> Given request: Copy out the items from the line with "Where can you see the pedestrian?" through the end of the items, requests included, and shift every answer coordinate by -114.

> Stored records:
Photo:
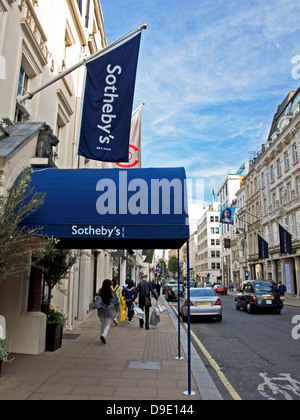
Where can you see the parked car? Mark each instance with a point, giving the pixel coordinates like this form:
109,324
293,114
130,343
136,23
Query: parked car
222,290
171,292
164,288
203,302
259,294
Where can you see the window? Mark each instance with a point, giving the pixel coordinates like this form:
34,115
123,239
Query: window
295,154
20,113
286,161
279,169
298,185
79,2
272,173
23,82
274,201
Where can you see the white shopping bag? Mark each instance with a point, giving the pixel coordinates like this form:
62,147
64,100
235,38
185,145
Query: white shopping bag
138,313
161,307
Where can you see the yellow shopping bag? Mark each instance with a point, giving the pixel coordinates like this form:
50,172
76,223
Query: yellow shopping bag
123,316
123,303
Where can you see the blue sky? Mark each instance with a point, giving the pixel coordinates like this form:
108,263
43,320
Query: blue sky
212,74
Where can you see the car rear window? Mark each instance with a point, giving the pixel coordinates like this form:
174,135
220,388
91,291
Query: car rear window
265,287
202,293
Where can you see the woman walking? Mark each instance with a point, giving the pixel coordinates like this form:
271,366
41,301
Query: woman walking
117,298
128,293
104,302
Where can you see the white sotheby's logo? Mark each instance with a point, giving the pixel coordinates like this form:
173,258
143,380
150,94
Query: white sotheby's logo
91,231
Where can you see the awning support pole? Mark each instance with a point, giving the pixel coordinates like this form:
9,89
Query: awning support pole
189,391
179,355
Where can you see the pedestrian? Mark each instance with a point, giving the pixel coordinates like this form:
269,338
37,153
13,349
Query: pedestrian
116,288
104,302
157,288
129,294
281,288
144,291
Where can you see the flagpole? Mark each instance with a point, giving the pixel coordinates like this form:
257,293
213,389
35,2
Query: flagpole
138,108
30,95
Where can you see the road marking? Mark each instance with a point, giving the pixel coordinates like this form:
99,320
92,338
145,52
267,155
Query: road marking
215,366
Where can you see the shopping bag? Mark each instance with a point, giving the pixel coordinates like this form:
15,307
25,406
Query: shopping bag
123,303
123,316
138,313
161,307
155,318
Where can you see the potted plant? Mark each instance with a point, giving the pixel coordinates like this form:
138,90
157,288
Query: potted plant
4,353
55,324
55,265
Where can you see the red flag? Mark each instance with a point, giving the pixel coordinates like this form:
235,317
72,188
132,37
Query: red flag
134,143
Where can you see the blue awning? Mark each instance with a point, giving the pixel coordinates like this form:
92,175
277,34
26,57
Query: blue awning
113,208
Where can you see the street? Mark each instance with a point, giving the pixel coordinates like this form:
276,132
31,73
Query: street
250,357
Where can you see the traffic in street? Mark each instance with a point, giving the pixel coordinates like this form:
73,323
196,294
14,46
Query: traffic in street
250,356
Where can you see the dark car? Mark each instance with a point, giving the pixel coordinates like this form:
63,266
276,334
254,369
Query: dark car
222,290
171,292
259,294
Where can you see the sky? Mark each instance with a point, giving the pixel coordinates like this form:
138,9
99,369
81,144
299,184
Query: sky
211,74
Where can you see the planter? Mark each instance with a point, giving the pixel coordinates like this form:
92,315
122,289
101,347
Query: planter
53,337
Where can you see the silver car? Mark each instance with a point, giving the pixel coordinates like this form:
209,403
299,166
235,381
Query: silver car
204,302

> Full output:
Where can you see the pedestrian? Mark each instance with a point, giving the pixel coordinates like this form:
269,338
37,153
13,349
Query: pedestrian
2,174
-10,188
43,174
15,180
167,174
30,177
Where can you see the flagpole? Mark each instance with a point, giving the pixel coordinates like this form:
257,293
213,389
35,2
Query: flagpole
24,-6
-84,-19
Where can you see the road marking? Mark each instance with a point, giving the pixel coordinates like this form:
99,320
92,338
145,52
267,155
Query: road marking
101,252
Where can you see the shopping bag? Mark each instance with a point, giving the pixel coordinates like this form:
15,307
25,406
Query: shopping bag
9,189
9,202
24,199
47,193
41,204
Where can you see the potted plant? Mark each instance with a point, giving the pixel coordinates like this form:
138,90
157,288
Query: potted plant
-110,239
-59,210
-59,151
Where can you see the red flag? Mark each instance with a point, giving the pixel coordinates like this form:
235,317
72,188
132,37
Query: red flag
20,29
Where can you see the blue awning? Mark each instance with a point, giving the pixel coordinates like this form:
92,175
277,34
26,57
Query: blue awning
-1,94
Where can you see the street? Mark each instance with a point, giving the pixel coordinates like this form:
276,132
31,73
Query: street
136,243
Where can you see the traffic in street? Mark each instance with a point, giving the pixel coordinates like this form:
73,323
196,294
14,46
Query: traffic in street
136,242
Where can you see the dark car? Mark each instance with a point, giving the pixel coordinates like this form:
63,266
276,334
254,369
Query: dark car
108,176
57,178
145,180
Where can you see the sky? Mark each instance with a point, giving the pixel coordinates like this form:
138,9
99,369
81,144
299,184
Query: sky
97,-40
Where can you see the planter? Mark each instance with a point, giving the pixel coordinates like this form:
92,315
122,289
101,347
Query: planter
-61,223
Where can you see the silver car? Mark each instance with a point, giving the pixel coordinates like this form:
209,403
299,166
235,381
Query: silver car
90,188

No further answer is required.